Stated exercise —
Please rewrite the items below with every "lesson" changed to "exercise" and everything else left the same. Leave the pictures out of your answer.

>> BEGIN

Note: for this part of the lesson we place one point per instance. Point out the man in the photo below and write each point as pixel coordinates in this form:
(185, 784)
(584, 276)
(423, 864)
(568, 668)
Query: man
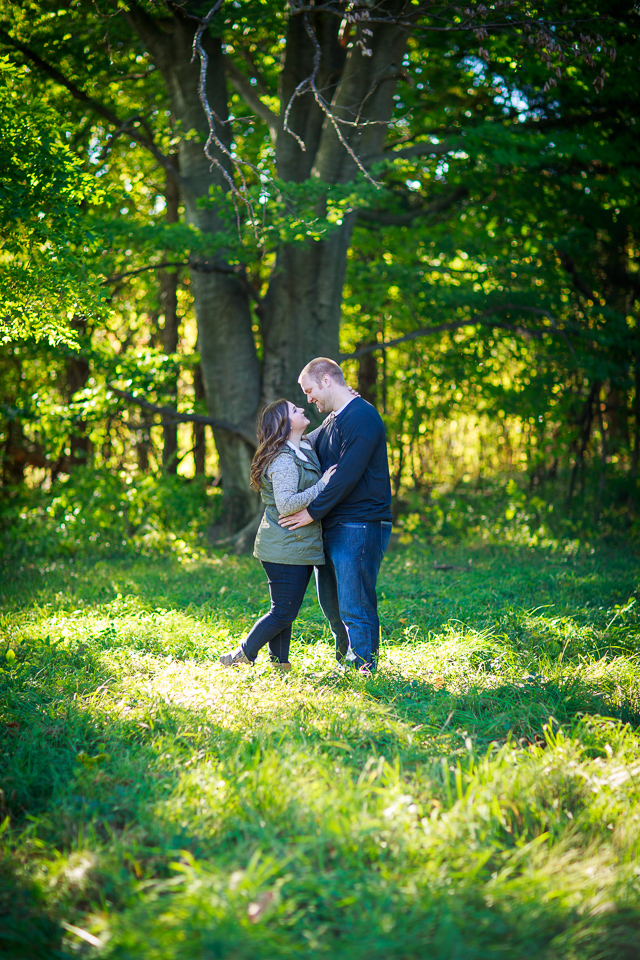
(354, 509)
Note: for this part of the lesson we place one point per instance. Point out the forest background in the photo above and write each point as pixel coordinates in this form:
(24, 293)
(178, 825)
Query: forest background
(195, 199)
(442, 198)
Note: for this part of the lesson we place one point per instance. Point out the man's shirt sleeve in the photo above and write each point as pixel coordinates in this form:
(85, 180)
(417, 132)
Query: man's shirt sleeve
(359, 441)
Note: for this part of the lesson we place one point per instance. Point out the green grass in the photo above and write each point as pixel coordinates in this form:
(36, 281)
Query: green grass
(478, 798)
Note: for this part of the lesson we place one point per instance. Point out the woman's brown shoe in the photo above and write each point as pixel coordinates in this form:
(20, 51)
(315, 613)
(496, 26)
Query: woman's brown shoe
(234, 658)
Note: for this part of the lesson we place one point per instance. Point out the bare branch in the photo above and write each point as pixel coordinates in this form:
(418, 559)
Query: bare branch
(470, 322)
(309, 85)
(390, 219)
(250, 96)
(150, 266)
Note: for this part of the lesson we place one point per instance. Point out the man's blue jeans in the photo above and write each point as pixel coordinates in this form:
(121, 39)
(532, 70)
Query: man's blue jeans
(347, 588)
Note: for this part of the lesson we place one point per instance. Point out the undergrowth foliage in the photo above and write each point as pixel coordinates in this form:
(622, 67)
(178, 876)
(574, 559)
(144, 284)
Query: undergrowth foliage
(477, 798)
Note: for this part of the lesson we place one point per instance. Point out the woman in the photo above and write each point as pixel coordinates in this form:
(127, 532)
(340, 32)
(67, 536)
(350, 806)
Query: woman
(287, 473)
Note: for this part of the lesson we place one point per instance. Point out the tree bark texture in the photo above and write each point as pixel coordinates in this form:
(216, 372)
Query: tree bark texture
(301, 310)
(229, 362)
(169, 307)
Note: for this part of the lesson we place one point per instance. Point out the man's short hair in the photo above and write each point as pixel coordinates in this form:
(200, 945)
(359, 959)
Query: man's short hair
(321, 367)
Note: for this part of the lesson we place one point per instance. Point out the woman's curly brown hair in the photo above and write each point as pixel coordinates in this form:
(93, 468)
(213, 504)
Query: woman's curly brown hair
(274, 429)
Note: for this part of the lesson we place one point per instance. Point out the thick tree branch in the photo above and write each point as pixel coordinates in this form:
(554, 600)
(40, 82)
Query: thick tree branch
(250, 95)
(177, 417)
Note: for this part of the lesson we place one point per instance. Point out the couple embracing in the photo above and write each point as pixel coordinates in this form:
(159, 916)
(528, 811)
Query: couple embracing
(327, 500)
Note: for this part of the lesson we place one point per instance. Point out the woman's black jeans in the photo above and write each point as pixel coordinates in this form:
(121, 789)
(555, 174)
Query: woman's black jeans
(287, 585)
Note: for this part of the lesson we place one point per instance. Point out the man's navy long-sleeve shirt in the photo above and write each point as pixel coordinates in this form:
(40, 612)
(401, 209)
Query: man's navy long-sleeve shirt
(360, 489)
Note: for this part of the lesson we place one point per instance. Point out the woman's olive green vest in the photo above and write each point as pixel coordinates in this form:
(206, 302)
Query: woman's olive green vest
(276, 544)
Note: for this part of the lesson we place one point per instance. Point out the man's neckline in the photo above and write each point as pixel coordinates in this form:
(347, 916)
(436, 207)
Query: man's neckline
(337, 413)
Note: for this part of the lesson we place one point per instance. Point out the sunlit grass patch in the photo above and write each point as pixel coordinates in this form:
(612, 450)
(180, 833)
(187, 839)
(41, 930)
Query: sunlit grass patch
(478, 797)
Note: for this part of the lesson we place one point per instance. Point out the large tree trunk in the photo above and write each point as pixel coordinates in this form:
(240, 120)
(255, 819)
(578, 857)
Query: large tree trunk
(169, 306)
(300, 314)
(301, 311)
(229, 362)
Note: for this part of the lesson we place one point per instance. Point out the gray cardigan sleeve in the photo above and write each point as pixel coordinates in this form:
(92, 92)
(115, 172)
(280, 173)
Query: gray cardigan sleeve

>> END

Final answer —
Note: for this part of the exercise we place one point per instance. Point out the man in the photo below and write each point as pixel coordinates in this form:
(185, 784)
(584, 276)
(423, 864)
(568, 668)
Query: man
(354, 509)
Note: for this part of the exercise we place one point per instance. Point out the forest background in the photo above and write each point as pixel coordinates in this form:
(24, 293)
(178, 825)
Query: forest background
(195, 199)
(442, 198)
Note: for this part of the exercise we place one point per instance. Point out the man's shirt sleeve in the photo above and write each point as pixel coordinates in this form:
(85, 180)
(417, 132)
Query: man's shirt sleeve
(359, 441)
Note: for this part of the exercise we place one point per instance. Point out the green grass in the photo above and write each point as pixel coordinates in this form:
(36, 281)
Query: green grass
(478, 798)
Note: for this part of the exercise we place one point per instance. Point out the woman's brown shoe in the photo above and write each point as pixel coordinates in this form:
(20, 51)
(315, 613)
(496, 26)
Query: woman's brown shoe
(234, 658)
Note: for this part of the exercise we place one point per instance. Point out the bare branch in the photo above and write each point as pixel coordinates in this form:
(418, 559)
Query: bare branch
(470, 322)
(309, 85)
(390, 219)
(250, 96)
(150, 266)
Note: for this part of the exercise we place one point per instance. Point out the man's blue jeans in the photo above and write each point as pixel coordinates in this form:
(121, 39)
(532, 70)
Query: man's blue jeans
(347, 588)
Note: for this part of the exercise we place one point per instance. Point out the undergrowth foliage in the photo above and write each point as pixel coordinates in this form:
(622, 67)
(178, 876)
(574, 559)
(144, 284)
Query: undergrowth foliage
(477, 798)
Note: for this part of the exercise we place one point per instance. Point out the woman in the photo above and write each point as pixel coordinates in this form:
(127, 532)
(340, 32)
(67, 536)
(350, 806)
Query: woman
(287, 473)
Note: for this part of the exercise we place one point per instance. Point out the tree bark texture in the photo above and write each point as pixel coordinates in this form:
(216, 372)
Query: tree bark texture
(301, 310)
(229, 362)
(169, 307)
Note: for this part of the exercise we place one point per instance. Point out the man's short hair in the photo above and write each point as pixel coordinates in this form:
(200, 945)
(359, 959)
Query: man's short hair
(321, 367)
Note: for this part of the exercise we place one point per instance. Point out the woman's curly brown hair in the photo above and write each point as pixel coordinates in this form:
(93, 468)
(213, 504)
Query: woman's curly brown hair
(274, 429)
Note: for this part of the exercise we place one point per instance. Point out the thick tree branch in the photo above and write each point as pixel coordinates in this form:
(554, 600)
(40, 82)
Query: thick tree branch
(250, 95)
(177, 417)
Note: for this part of the exercise we place one point per instance. Point out the couple embracing in the photo above and write each point as pixel coordinates in this form:
(159, 916)
(528, 811)
Query: couple embracing
(327, 500)
Note: for this part of the exercise we place one point per instance. Point out the woman's black jeans in the photo above and write each point as pixel coordinates in this form:
(121, 789)
(555, 174)
Query: woman's black jeans
(287, 585)
Note: for this part of the exercise we place one point per instance. Point out the man's navy long-sleeve shirt in the photo above and write each point as pixel coordinates in this form:
(40, 612)
(401, 209)
Query: man's navy long-sleeve shirt
(360, 489)
Note: for this part of the exercise we place one point per instance. Point out the woman's olive green vest in the photo above and write each point as pixel coordinates in this form:
(206, 302)
Query: woman's olive green vest
(276, 544)
Note: for this part of the exercise we place one point per instance. Point out the man's neckline in the photo above and write each point as pixel coordinates in this form:
(347, 916)
(436, 207)
Query: man's neckline
(337, 413)
Note: for this part of the exercise we place one point per instance. Point out the sunlit grass patch in the photo above and write each point as pixel coordinates in this form:
(612, 450)
(180, 833)
(187, 839)
(41, 930)
Query: sunlit grass patch
(478, 797)
Note: for this part of the exercise we place one point per instance. Point out the large tree trunk in the photo above and write each point as pixel coordinates in this form:
(240, 120)
(255, 819)
(578, 857)
Query: large tree trunk
(169, 306)
(300, 314)
(301, 311)
(229, 362)
Note: for this part of the exercise we place one point per instance. Point out the gray cardigan sleeve in the photo above and write each point as pixel coordinates in this form:
(92, 92)
(115, 172)
(280, 173)
Query: gray cardigan sleeve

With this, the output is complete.